Pull every line that includes the word "blurred" out of the data below and copy it.

**Data to process:**

····················

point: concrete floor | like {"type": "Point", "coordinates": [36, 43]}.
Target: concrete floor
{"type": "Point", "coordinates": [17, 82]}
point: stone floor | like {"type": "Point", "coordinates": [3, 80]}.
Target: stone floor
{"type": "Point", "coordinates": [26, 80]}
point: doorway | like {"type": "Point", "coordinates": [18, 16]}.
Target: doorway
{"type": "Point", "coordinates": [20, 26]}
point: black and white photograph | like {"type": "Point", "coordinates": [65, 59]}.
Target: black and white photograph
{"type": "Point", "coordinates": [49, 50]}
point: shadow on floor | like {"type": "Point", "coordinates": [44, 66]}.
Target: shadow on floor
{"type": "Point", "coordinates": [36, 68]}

····················

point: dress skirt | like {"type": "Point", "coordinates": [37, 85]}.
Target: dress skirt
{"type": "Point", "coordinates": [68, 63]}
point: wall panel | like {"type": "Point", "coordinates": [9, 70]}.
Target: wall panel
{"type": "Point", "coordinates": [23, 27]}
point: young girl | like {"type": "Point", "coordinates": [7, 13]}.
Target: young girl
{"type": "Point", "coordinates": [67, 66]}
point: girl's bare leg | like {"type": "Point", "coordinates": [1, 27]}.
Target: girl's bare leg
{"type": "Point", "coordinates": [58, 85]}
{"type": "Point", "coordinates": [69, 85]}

····················

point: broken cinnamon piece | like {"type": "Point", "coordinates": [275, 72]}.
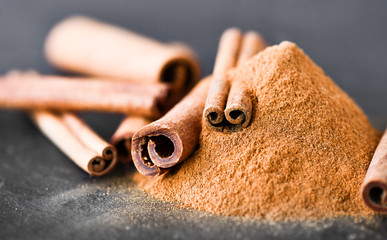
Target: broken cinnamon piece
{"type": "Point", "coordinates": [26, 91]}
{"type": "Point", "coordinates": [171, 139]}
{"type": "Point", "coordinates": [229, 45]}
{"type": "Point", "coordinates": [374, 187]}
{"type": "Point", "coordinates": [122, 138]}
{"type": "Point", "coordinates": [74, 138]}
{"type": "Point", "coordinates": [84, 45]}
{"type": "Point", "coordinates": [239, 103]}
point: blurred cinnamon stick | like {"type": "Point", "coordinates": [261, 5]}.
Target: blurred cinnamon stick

····················

**Exercise answer:**
point: blurred cinnamon stick | like {"type": "Point", "coordinates": [261, 5]}.
Target: blurred cinnamon stick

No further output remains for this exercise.